• Objetivo planteado 1
Responde estas preguntas sobre el texto del Tec de Madero:
(a) ¿Cuántos años cumple la escuela por estos días?
(b) ¿A qué lugar había solicitado su cambio de plaza el catedrático al que sustituyó el ingeniero Whitaker?
(c) ¿En qué fecha y a qué hora los citó el ingeniero Whitaker para un examen final?
+++ Extracto de página +++
/ domingo 5 de diciembre de 2021

El cumpleaños del perro | El Tecnológico de Ciudad Madero, mi casa eterna

Hace tres de semanas que fui a Tampico, mi amigo Enrique Pumarejo personalmente me paseó (robándole tiempo a su agenda apretada como notario) por lugares de Ciudad Madero y entre ellos, uno entrañable para mí, que es mi alma mater: El Tec de Madero, hoy enfundado en un nombre burocrático como Instituto Tecnológico de México Campus Ciudad Madero.

En el tecnológico cursé el bachillerato (cuando la institución aún albergaba esa modalidad) y posteriormente me titulé de Ingeniero Mecánico. Soy, por lo mismo, uno de los tantos hijos escolares que ha tenido esta magna escuela que por estos días cumple 67 años de su fundación, gracias a las gestiones del insigne ingeniero Luis Hidalgo y Castro quien bien pudiese ser considerado un paladín del impulso de la educación tecnológica en la segunda mitad del siglo pasado.

La única función que tiene el tiempo es pasar, no tiene otra. Ciertamente, ya no somos ni seremos nunca los mismos que cuando éramos, por ejemplo, estudiantes. Pero quedan los recuerdos para armar no el pasado sino las sensaciones que nos ha dejado ese pasado. Y hoy la sensación que tengo es la del hombre que pisó el suelo del Instituto Tecnológico de Ciudad Madero y fue testigo de una porción de su existencia.

Desde que nacemos tenemos muchas deudas con el mundo y con nuestros seres queridos. Aunque, ya más tarde, la deuda se incrementa con los maestros que nos enseñaron, con las escuelas que nos cobijaron. “Somos los libros que leemos”, decía Jorge Luis Borges. Y también somos los maestros que tuvimos y que nos alentaron y nos dieron lo mejor de ellos mismos.

En bachillerato me tocó llevar Cálculo Diferencial con el ingeniero Jesús Garza Whitaker. Aún recuerdo ese día que nos lo presentaron, en sustitución de otro catedrático que había solicitado su cambio de plaza a Cerro Azul. La sola presentación del currículum académico del ingeniero Whitaker era impresionante. El mero hecho de saber que había sido el director más joven del Tec, en 1976, nos ponía frente a un muro.

Las clases del ingeniero Whitaker no eran clases: eran cátedras. El dominio pleno de la materia era abrumadora para un joven de quince años. Hoy, que también soy maestro de Cálculo, con frecuencia recuerdo con cariño a mi entrañable buen maestro Whitaker, del cual, por cierto, tengo una anécdota creo tal vez única en el universo educativo de México y del mundo. Una vez nos citó un primero de enero a las 7 de la mañana –hablo de 1982- para aplicarnos un examen final. Las condiciones en las que llegaron algunos compañeros ya se las han de imaginar.
+++ Datos registrados +++
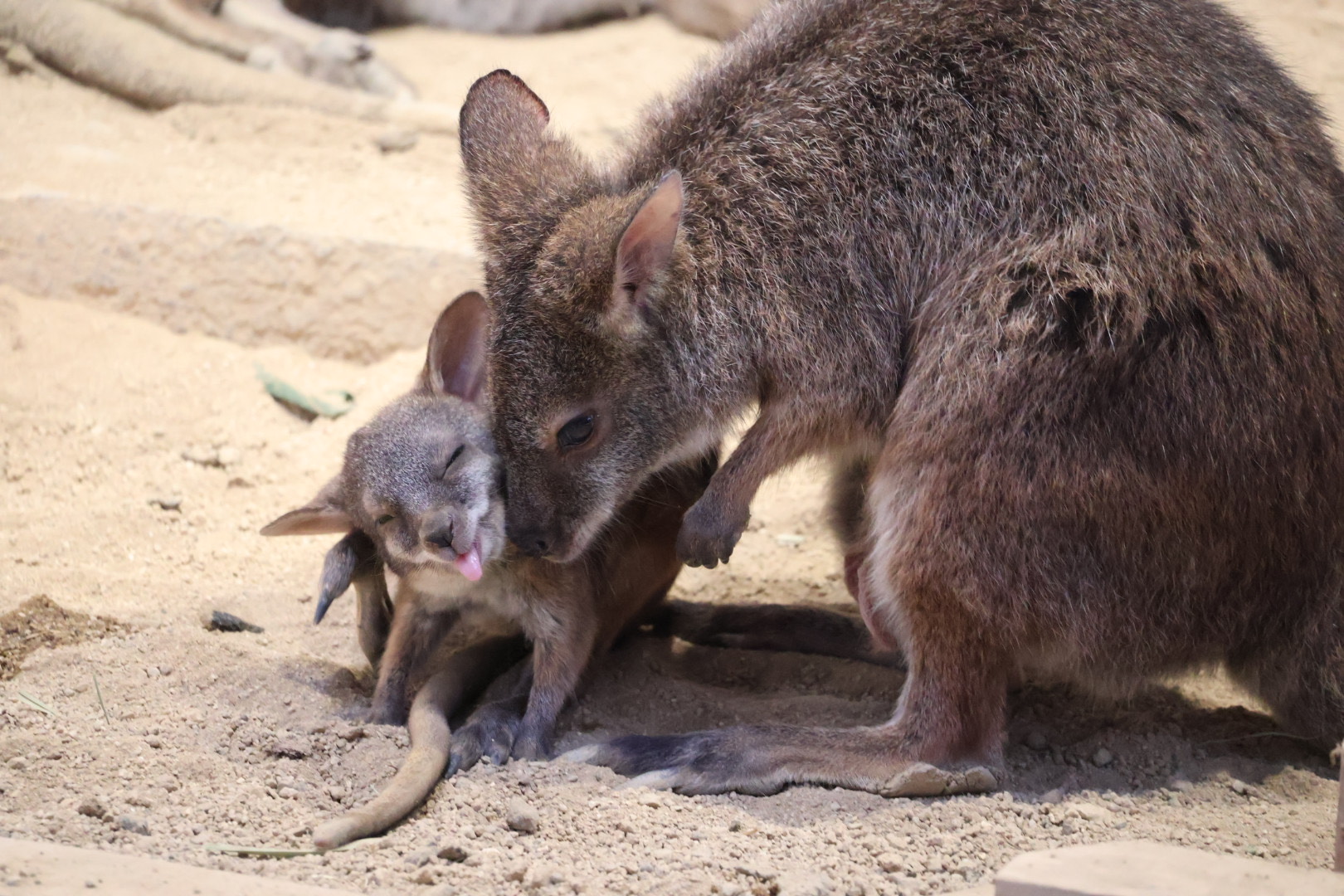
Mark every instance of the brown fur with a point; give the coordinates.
(421, 485)
(1064, 275)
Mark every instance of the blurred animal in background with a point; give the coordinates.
(719, 19)
(158, 52)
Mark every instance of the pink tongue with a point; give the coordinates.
(470, 563)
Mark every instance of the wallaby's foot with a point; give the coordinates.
(710, 529)
(489, 733)
(347, 60)
(762, 761)
(771, 626)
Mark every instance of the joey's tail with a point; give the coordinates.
(464, 676)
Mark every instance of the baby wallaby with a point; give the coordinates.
(1058, 285)
(421, 494)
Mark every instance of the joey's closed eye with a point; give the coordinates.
(576, 433)
(452, 458)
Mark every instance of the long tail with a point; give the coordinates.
(464, 676)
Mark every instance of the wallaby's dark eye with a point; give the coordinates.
(452, 458)
(576, 433)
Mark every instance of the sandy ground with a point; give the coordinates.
(167, 738)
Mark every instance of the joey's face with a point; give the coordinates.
(577, 438)
(429, 486)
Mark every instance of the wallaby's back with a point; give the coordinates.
(1064, 275)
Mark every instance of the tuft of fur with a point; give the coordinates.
(1062, 275)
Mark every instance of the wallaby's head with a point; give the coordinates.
(585, 284)
(422, 479)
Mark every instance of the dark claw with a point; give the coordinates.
(489, 733)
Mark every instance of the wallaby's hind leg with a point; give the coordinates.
+++
• Objetivo planteado 2
Reescribe las líneas del listado que empiezan en la que contiene "Mark every instance of the joey's closed" y terminan en la que contiene "(1062, 275)", ambas incluidas, sustituyendo "with a point" por "with a marker" y sin cambiar nada más.

• Respuesta 1
(a) 67 años.
(b) A Cerro Azul.
(c) Un primero de enero de 1982, a las 7 de la mañana.

• Respuesta 2
Mark every instance of the joey's closed eye with a marker; give the coordinates.
(576, 433)
(452, 458)
Mark every instance of the long tail with a marker; give the coordinates.
(464, 676)
Mark every instance of the wallaby's dark eye with a marker; give the coordinates.
(452, 458)
(576, 433)
Mark every instance of the sandy ground with a marker; give the coordinates.
(167, 738)
Mark every instance of the joey's face with a marker; give the coordinates.
(577, 438)
(429, 486)
Mark every instance of the wallaby's back with a marker; give the coordinates.
(1064, 275)
Mark every instance of the tuft of fur with a marker; give the coordinates.
(1062, 275)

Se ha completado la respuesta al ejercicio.